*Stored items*
************
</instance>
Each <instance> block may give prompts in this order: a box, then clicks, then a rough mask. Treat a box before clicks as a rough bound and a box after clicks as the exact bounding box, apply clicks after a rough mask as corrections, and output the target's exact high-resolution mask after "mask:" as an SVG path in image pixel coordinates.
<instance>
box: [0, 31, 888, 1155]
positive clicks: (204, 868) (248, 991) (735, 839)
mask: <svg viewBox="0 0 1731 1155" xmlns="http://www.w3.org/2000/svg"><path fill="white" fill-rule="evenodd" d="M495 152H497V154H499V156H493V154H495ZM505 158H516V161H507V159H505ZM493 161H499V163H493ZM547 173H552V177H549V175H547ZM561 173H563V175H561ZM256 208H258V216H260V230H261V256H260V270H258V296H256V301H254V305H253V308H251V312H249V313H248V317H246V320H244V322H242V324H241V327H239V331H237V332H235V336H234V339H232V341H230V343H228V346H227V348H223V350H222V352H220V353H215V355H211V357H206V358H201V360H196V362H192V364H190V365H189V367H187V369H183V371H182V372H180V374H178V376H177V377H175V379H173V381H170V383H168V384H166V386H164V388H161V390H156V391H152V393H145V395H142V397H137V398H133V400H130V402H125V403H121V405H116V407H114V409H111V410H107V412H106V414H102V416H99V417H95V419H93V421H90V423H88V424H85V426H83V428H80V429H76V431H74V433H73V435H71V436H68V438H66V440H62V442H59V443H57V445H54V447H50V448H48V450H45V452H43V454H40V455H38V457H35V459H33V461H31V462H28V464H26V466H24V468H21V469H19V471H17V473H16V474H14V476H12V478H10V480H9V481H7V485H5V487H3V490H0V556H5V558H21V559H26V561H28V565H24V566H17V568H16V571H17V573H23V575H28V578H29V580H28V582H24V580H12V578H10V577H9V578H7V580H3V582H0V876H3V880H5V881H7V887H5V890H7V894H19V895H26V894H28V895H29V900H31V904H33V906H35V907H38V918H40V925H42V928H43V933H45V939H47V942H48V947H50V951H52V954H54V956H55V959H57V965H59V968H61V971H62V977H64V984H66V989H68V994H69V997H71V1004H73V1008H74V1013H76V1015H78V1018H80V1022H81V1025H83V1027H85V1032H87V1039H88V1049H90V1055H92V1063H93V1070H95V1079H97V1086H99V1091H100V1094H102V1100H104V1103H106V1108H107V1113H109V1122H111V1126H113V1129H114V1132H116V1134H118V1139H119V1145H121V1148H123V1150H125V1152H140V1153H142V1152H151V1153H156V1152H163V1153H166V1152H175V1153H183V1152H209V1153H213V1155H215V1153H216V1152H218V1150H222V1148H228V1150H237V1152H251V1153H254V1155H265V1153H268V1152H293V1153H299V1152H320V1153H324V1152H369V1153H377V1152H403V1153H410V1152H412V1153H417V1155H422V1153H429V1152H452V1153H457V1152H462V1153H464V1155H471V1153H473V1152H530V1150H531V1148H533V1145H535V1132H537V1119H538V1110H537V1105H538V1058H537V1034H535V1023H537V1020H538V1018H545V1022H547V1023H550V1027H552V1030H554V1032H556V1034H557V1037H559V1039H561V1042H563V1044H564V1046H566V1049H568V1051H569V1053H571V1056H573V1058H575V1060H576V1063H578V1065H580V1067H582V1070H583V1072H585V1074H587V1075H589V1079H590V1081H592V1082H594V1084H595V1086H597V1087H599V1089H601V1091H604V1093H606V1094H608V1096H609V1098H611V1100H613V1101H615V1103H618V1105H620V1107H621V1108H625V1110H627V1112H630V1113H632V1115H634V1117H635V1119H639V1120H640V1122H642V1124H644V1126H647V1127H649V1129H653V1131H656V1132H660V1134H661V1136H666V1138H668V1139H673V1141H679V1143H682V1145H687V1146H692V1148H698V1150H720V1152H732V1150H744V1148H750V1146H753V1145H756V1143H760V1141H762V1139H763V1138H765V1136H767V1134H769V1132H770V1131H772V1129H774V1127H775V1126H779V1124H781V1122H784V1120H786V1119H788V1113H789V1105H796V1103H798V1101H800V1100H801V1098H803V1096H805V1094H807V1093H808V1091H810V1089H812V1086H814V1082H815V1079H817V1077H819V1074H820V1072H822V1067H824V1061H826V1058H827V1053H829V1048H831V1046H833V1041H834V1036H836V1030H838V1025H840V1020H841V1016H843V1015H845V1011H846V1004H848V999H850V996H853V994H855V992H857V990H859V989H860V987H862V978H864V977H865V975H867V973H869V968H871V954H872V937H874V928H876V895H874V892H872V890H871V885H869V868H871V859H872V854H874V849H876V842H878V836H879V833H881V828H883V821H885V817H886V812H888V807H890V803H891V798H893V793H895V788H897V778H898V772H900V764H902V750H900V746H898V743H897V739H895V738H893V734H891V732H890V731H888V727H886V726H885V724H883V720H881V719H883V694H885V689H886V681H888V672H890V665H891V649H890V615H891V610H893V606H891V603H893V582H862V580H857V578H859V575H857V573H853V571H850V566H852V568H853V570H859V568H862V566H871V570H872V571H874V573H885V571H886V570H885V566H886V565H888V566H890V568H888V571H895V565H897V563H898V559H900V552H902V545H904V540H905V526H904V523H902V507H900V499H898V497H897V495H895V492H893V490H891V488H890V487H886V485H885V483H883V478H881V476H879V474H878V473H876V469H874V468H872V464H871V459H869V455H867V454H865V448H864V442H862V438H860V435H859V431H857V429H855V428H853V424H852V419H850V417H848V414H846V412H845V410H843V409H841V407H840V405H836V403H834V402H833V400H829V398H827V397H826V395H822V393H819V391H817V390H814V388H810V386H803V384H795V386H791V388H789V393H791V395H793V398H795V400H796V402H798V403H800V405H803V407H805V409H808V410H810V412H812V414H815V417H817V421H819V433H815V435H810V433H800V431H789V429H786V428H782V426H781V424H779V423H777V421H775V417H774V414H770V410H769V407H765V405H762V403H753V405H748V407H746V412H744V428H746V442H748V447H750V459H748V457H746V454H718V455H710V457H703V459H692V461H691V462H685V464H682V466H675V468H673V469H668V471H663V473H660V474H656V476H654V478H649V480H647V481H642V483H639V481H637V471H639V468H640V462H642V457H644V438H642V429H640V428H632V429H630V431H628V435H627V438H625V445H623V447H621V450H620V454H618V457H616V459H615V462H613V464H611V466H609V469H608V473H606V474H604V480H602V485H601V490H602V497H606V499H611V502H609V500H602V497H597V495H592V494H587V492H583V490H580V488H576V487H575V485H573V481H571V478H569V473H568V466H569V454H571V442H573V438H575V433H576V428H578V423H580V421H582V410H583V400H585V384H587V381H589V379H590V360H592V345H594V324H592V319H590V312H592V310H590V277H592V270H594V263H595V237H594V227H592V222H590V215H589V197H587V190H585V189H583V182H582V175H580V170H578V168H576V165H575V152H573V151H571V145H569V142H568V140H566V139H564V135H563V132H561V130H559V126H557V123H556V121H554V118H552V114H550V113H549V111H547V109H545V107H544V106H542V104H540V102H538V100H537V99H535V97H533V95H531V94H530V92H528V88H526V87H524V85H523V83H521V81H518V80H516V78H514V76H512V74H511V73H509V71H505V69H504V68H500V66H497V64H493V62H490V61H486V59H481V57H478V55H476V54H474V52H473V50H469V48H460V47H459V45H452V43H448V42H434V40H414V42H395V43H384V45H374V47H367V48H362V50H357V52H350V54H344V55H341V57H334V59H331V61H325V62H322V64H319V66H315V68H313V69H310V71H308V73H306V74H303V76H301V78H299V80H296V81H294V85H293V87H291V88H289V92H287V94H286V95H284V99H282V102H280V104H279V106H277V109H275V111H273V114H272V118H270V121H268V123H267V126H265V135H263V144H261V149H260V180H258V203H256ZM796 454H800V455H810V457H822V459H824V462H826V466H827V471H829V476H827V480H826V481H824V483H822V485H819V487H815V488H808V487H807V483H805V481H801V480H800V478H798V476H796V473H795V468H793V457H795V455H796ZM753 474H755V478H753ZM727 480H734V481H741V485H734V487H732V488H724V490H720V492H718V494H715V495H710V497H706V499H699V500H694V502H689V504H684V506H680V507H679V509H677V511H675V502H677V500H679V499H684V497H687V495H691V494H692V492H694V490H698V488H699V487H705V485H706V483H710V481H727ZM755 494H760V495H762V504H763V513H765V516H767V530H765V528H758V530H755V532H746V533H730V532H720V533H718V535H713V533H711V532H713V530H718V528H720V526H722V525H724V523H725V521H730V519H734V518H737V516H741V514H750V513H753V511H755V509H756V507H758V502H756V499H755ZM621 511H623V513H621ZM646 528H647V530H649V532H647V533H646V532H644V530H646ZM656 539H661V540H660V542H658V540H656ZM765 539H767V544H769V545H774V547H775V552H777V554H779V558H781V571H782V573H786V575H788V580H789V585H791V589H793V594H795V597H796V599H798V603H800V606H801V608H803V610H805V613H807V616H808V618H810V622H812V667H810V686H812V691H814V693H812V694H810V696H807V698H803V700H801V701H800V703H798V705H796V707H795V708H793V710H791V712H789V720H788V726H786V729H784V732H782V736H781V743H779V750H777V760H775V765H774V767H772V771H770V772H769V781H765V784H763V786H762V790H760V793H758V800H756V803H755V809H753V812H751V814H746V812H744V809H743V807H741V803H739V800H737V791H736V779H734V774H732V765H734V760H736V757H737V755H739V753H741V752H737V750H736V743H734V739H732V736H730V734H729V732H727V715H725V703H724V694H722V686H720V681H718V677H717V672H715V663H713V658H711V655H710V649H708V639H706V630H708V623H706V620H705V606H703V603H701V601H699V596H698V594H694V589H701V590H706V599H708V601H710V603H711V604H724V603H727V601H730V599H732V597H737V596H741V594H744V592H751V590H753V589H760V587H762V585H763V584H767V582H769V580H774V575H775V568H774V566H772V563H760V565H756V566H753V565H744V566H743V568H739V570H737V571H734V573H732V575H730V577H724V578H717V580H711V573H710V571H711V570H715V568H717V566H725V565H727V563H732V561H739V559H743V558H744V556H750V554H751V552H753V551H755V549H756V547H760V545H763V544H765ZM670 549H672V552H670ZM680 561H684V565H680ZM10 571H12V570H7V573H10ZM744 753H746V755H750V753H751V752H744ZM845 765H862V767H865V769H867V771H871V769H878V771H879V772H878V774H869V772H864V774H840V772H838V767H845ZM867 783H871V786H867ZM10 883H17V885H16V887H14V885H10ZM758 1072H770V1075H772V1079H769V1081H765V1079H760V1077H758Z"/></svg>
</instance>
************
*EXERCISE*
When the line containing "box: [0, 31, 888, 1155]" is reached, include it and stop. Until then, output each line of the entries exactly as given, starting from the first.

*OUTPUT FOR THIS TASK*
</instance>
Each <instance> block may give prompts in this order: a box, then clicks, then a rough mask. Treat a box before clicks as a rough bound and a box after clicks as the exact bounding box, apply clicks after a rough mask as corrections, and output the target's exact high-resolution mask after "mask:" as an SVG path in image pixel coordinates.
<instance>
box: [0, 31, 888, 1155]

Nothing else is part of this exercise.